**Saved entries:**

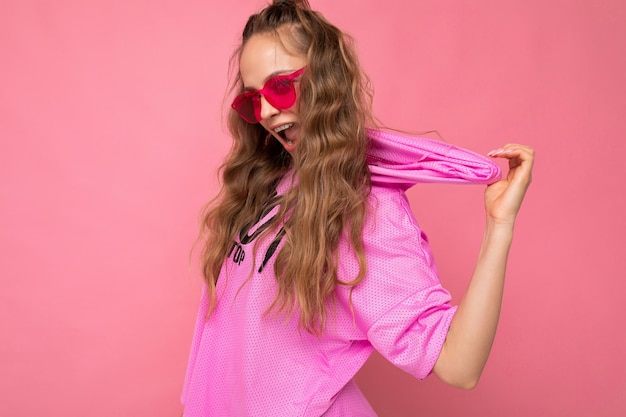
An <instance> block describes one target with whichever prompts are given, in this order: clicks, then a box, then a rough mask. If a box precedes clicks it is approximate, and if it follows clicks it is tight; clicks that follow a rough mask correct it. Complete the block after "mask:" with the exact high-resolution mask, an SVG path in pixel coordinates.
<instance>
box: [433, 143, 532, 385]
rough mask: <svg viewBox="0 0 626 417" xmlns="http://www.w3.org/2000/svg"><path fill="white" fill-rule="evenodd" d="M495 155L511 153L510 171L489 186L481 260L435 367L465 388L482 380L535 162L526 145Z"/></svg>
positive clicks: (506, 154)
mask: <svg viewBox="0 0 626 417" xmlns="http://www.w3.org/2000/svg"><path fill="white" fill-rule="evenodd" d="M489 155H490V156H493V157H500V158H507V159H508V160H509V173H508V175H507V178H505V179H503V180H501V181H498V182H497V183H495V184H492V185H490V186H489V187H487V190H486V191H485V211H486V215H487V221H486V226H485V233H484V237H483V242H482V246H481V248H480V253H479V255H478V260H477V261H476V266H475V268H474V273H473V274H472V277H471V280H470V282H469V286H468V288H467V291H466V292H465V295H464V296H463V299H462V300H461V303H460V304H459V308H458V310H457V312H456V314H455V316H454V318H453V320H452V323H451V324H450V330H449V332H448V335H447V337H446V341H445V342H444V345H443V348H442V350H441V353H440V355H439V358H438V359H437V362H436V363H435V367H434V369H433V372H434V373H435V375H437V376H438V377H439V378H440V379H441V380H442V381H444V382H445V383H447V384H449V385H452V386H455V387H459V388H465V389H471V388H473V387H475V386H476V384H477V383H478V380H479V379H480V375H481V373H482V371H483V368H484V366H485V363H486V362H487V358H488V357H489V352H490V350H491V346H492V344H493V340H494V337H495V333H496V328H497V325H498V318H499V317H500V307H501V304H502V292H503V289H504V276H505V272H506V262H507V258H508V255H509V249H510V247H511V242H512V240H513V228H514V224H515V217H516V216H517V213H518V212H519V209H520V206H521V204H522V200H523V199H524V195H525V194H526V190H527V189H528V186H529V185H530V182H531V177H532V175H531V173H532V166H533V162H534V151H533V149H531V148H529V147H527V146H523V145H514V144H511V145H506V146H504V147H503V148H502V149H499V150H497V151H493V152H490V153H489Z"/></svg>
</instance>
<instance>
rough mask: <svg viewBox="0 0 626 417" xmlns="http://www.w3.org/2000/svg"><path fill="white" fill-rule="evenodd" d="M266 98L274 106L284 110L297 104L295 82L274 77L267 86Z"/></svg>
mask: <svg viewBox="0 0 626 417" xmlns="http://www.w3.org/2000/svg"><path fill="white" fill-rule="evenodd" d="M264 90H265V98H266V99H267V101H269V102H270V103H271V104H272V106H274V107H276V108H277V109H280V110H284V109H288V108H289V107H291V106H293V103H295V102H296V91H295V89H294V88H293V82H292V81H291V80H290V79H289V78H286V77H274V78H271V79H269V80H268V81H267V83H266V84H265V88H264Z"/></svg>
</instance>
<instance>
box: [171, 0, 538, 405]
mask: <svg viewBox="0 0 626 417" xmlns="http://www.w3.org/2000/svg"><path fill="white" fill-rule="evenodd" d="M234 57H235V62H236V63H237V65H238V68H239V71H238V74H237V76H236V80H235V87H236V88H237V89H238V95H237V96H236V97H235V99H234V101H233V104H232V107H233V110H232V111H231V114H230V118H229V127H230V131H231V134H232V137H233V141H234V144H233V148H232V151H231V152H230V154H229V156H228V158H227V160H226V162H225V163H224V165H223V167H222V176H223V177H222V179H223V186H222V190H221V193H220V195H219V196H218V198H217V199H216V200H214V202H213V203H212V204H211V205H209V206H208V208H207V210H206V211H205V215H204V222H203V231H204V236H205V239H206V240H205V241H204V243H205V246H204V252H203V260H204V275H205V280H206V285H205V289H204V291H203V296H202V300H201V306H200V311H199V313H198V321H197V324H196V330H195V335H194V339H193V343H192V348H191V355H190V359H189V367H188V371H187V376H186V380H185V388H184V391H183V396H182V399H183V403H184V407H185V410H184V415H185V416H321V415H325V416H374V415H375V412H374V411H373V410H372V408H371V407H370V406H369V404H368V402H367V400H366V399H365V398H364V397H363V395H362V394H361V392H360V391H359V389H358V387H357V386H356V385H355V383H354V380H353V377H354V375H355V374H356V372H357V371H358V370H359V369H360V367H361V366H362V365H363V364H364V363H365V361H366V360H367V358H368V356H369V355H370V354H371V352H372V351H373V349H377V350H378V351H379V352H380V353H381V354H382V355H383V356H385V357H386V358H387V359H389V360H390V361H391V362H392V363H394V364H396V365H397V366H398V367H400V368H402V369H404V370H405V371H407V372H409V373H411V374H413V375H415V376H416V377H417V378H425V377H426V376H427V375H429V374H430V373H431V372H434V373H435V374H436V375H437V376H438V377H439V378H441V379H442V380H443V381H444V382H446V383H448V384H450V385H453V386H457V387H462V388H471V387H473V386H475V385H476V383H477V381H478V379H479V377H480V374H481V372H482V369H483V367H484V365H485V362H486V360H487V357H488V355H489V351H490V348H491V345H492V342H493V339H494V335H495V331H496V325H497V321H498V317H499V312H500V305H501V299H502V291H503V285H504V275H505V267H506V261H507V257H508V252H509V248H510V245H511V240H512V237H513V226H514V222H515V217H516V215H517V213H518V210H519V208H520V205H521V203H522V200H523V198H524V194H525V192H526V189H527V187H528V185H529V184H530V181H531V168H532V164H533V151H532V149H530V148H528V147H526V146H522V145H514V144H509V145H506V146H504V147H502V148H501V149H499V150H497V151H494V152H492V153H490V156H492V157H502V158H507V159H508V160H509V167H510V169H509V172H508V176H507V177H506V178H505V179H503V180H500V181H497V182H496V179H497V178H496V176H497V168H495V166H494V165H493V164H492V163H491V162H489V161H488V160H487V159H486V158H483V157H480V156H477V155H475V154H472V153H470V152H467V151H464V150H461V149H458V148H454V147H450V146H447V145H443V144H440V143H437V142H431V141H424V140H419V139H411V138H407V137H405V136H402V135H397V134H393V133H389V132H382V131H379V130H375V129H373V128H374V123H373V122H372V120H373V118H372V116H371V113H370V101H371V100H370V96H369V89H368V85H367V82H366V78H365V77H364V75H363V74H362V73H361V68H360V66H359V64H358V60H357V57H356V55H355V53H354V50H353V48H352V46H351V44H350V42H349V40H348V39H347V37H346V35H344V34H343V33H342V32H341V31H340V30H338V29H337V28H336V27H334V26H333V25H332V24H330V23H329V22H328V21H327V20H326V19H325V18H324V17H323V16H321V15H320V14H319V13H317V12H314V11H312V10H311V9H310V7H309V5H308V2H307V1H306V0H299V1H293V0H292V1H274V3H273V4H271V5H270V6H268V7H267V8H265V9H264V10H262V11H261V12H260V13H258V14H255V15H253V16H251V17H250V19H249V20H248V22H247V24H246V26H245V29H244V31H243V36H242V43H241V46H240V48H239V49H238V50H237V51H236V52H235V55H234ZM425 155H426V156H427V157H425ZM484 170H486V171H487V173H486V174H485V175H483V171H484ZM446 179H449V180H452V181H457V180H458V181H474V182H483V183H492V184H491V185H490V186H488V187H487V189H486V192H485V208H486V218H487V220H486V228H485V233H484V239H483V243H482V248H481V251H480V254H479V256H478V259H477V261H476V267H475V270H474V273H473V275H472V277H471V281H470V284H469V287H468V289H467V292H466V294H465V295H464V297H463V299H462V301H461V303H460V305H459V306H458V307H455V306H451V305H450V304H449V301H450V296H449V294H448V293H447V292H446V291H445V290H444V289H443V288H442V287H441V284H440V281H439V278H438V276H437V271H436V268H435V264H434V261H433V259H432V255H431V252H430V249H429V247H428V242H427V240H426V238H425V236H424V234H423V233H422V232H421V231H420V229H419V227H418V225H417V223H416V221H415V219H414V218H413V216H412V214H411V211H410V209H409V207H408V203H407V199H406V197H405V195H404V189H405V188H407V187H408V186H410V185H411V184H412V182H414V181H418V180H426V181H429V180H432V181H437V180H446Z"/></svg>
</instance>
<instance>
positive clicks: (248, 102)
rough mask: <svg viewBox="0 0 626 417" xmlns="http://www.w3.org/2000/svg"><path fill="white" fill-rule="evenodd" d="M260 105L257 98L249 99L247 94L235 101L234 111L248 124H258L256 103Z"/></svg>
mask: <svg viewBox="0 0 626 417" xmlns="http://www.w3.org/2000/svg"><path fill="white" fill-rule="evenodd" d="M255 101H256V102H257V103H258V99H257V98H256V97H254V98H253V97H249V96H248V95H246V94H239V95H238V96H237V97H235V101H233V106H232V107H233V109H235V110H236V111H237V113H239V116H241V118H242V119H244V120H245V121H246V122H248V123H258V122H259V120H258V119H257V116H256V110H255V105H254V102H255Z"/></svg>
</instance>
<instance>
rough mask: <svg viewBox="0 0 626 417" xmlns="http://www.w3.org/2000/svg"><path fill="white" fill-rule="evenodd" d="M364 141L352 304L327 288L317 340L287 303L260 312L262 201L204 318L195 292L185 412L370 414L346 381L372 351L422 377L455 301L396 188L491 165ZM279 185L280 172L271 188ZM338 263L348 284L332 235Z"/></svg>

**PROMPT:**
List every line of the rows above that contains the string "positive", matching case exactly.

**SOLUTION FOR THIS PROBLEM:**
positive clicks: (506, 154)
positive clicks: (248, 102)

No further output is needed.